::: DATA FOR PROCESSING

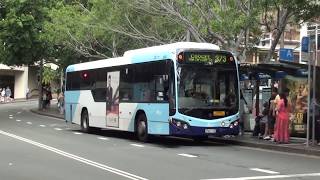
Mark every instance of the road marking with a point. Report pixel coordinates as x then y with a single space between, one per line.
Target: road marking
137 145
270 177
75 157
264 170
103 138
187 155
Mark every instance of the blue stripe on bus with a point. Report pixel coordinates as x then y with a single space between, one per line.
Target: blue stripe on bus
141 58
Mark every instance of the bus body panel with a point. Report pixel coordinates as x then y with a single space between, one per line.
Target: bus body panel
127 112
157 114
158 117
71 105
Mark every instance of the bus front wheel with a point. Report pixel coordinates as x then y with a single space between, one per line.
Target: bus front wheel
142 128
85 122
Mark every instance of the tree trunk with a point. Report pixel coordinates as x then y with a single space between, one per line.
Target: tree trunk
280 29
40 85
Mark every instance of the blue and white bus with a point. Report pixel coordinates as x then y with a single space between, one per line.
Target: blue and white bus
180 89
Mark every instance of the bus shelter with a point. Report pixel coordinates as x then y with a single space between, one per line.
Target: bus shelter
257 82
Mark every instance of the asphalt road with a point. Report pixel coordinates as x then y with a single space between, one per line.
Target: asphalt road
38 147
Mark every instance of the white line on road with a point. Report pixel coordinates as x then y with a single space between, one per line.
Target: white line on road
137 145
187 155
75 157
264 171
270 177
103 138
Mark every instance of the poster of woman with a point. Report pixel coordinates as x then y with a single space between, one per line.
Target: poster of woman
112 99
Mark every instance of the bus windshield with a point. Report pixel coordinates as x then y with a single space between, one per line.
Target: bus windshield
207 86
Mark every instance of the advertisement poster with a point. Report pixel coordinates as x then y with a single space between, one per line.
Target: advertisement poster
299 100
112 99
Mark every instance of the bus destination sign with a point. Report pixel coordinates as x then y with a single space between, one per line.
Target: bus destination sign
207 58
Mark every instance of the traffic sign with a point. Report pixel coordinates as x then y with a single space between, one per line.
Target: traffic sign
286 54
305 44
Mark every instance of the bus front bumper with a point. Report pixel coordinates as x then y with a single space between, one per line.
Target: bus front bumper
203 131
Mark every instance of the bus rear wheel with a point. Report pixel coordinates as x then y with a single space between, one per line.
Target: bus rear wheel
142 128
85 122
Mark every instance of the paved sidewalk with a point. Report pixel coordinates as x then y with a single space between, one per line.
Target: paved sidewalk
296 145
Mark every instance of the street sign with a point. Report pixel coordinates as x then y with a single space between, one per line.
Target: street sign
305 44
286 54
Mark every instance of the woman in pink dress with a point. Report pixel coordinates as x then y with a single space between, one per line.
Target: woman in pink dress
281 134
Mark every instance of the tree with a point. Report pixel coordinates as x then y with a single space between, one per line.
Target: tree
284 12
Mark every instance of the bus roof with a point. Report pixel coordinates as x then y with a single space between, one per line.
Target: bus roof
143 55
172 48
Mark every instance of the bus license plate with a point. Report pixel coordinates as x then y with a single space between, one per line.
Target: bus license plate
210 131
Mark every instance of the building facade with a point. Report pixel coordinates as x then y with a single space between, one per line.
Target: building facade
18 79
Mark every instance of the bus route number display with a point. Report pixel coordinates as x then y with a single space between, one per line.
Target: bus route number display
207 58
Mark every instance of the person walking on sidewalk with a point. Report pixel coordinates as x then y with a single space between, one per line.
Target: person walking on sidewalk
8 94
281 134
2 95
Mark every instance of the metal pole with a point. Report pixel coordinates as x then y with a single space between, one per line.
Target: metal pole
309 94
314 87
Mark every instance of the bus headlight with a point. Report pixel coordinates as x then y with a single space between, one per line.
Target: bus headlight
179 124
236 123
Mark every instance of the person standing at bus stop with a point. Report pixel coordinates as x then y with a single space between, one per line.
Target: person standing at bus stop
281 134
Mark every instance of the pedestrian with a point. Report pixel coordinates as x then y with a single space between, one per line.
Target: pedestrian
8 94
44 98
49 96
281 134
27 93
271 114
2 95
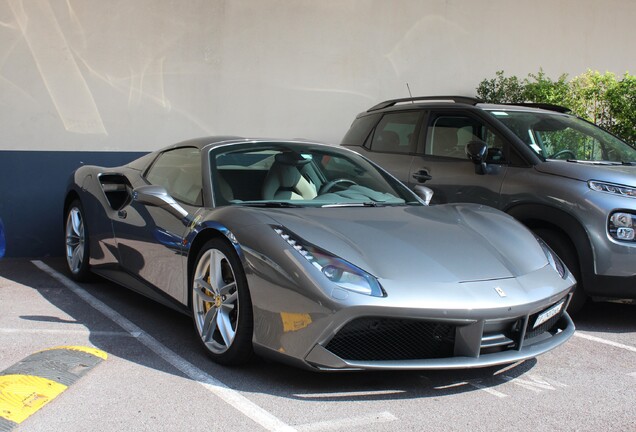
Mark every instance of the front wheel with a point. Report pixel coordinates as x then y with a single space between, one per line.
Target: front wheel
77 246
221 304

::::::
::: DATA FOR PROCESSING

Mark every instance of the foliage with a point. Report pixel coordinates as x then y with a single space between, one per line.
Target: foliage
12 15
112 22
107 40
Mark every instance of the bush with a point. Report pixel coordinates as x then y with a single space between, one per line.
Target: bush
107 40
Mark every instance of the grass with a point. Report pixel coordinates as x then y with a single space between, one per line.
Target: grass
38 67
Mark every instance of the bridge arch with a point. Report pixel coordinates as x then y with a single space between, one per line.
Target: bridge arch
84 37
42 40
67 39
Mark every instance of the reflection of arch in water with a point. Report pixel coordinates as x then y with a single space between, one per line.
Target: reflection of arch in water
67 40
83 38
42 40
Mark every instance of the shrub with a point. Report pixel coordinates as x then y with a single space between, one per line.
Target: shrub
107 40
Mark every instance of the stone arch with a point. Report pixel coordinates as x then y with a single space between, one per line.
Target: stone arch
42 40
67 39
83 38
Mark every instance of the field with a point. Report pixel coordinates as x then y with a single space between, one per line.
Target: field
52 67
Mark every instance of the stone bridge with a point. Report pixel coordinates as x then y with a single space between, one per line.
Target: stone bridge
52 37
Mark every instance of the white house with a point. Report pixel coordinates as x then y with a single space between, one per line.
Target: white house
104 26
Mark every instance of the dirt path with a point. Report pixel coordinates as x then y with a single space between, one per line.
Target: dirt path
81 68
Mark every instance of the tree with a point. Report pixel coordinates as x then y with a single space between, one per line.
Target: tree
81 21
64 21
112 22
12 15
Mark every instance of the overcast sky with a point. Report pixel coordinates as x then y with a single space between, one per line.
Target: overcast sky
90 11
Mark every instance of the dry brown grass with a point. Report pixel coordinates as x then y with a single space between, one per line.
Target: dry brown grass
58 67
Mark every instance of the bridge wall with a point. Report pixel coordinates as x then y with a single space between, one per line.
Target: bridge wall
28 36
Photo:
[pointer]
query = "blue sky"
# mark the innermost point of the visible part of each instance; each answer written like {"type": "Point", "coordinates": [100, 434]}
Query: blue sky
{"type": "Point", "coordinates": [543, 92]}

::::::

### YOUR INSTRUCTIONS
The line above containing "Mark every instance of the bush", the line containing "Mark every instance of the stone arch", and every line between them are to be transcribed exactly; no other line is wanted.

### RESPONSE BELOW
Mark every instance of the bush with a point. Report pixel coordinates as x then y with a single space between, one per line.
Target: bush
107 40
Mark every instance of the grass with a point. Report pixel coordinates as x then y with a single space between, one per line.
Target: grass
38 67
Mark every instance of the bridge arch with a point. Report pixel coordinates as x then y with a single space between, one per line.
Target: bridge arch
84 37
42 40
67 39
Mark every instance of the reflection of arch in water with a point. Report pixel coordinates as x then y with a single space between, one per line.
Target: reflection of arch in water
67 40
83 38
42 40
Mark every instance of the shrub with a point. Report pixel coordinates as x then y with a single space between, one per line.
Target: shrub
107 40
Mark every instance of the stone arch with a point. Report pixel coordinates as x then y with a single space between, one per line.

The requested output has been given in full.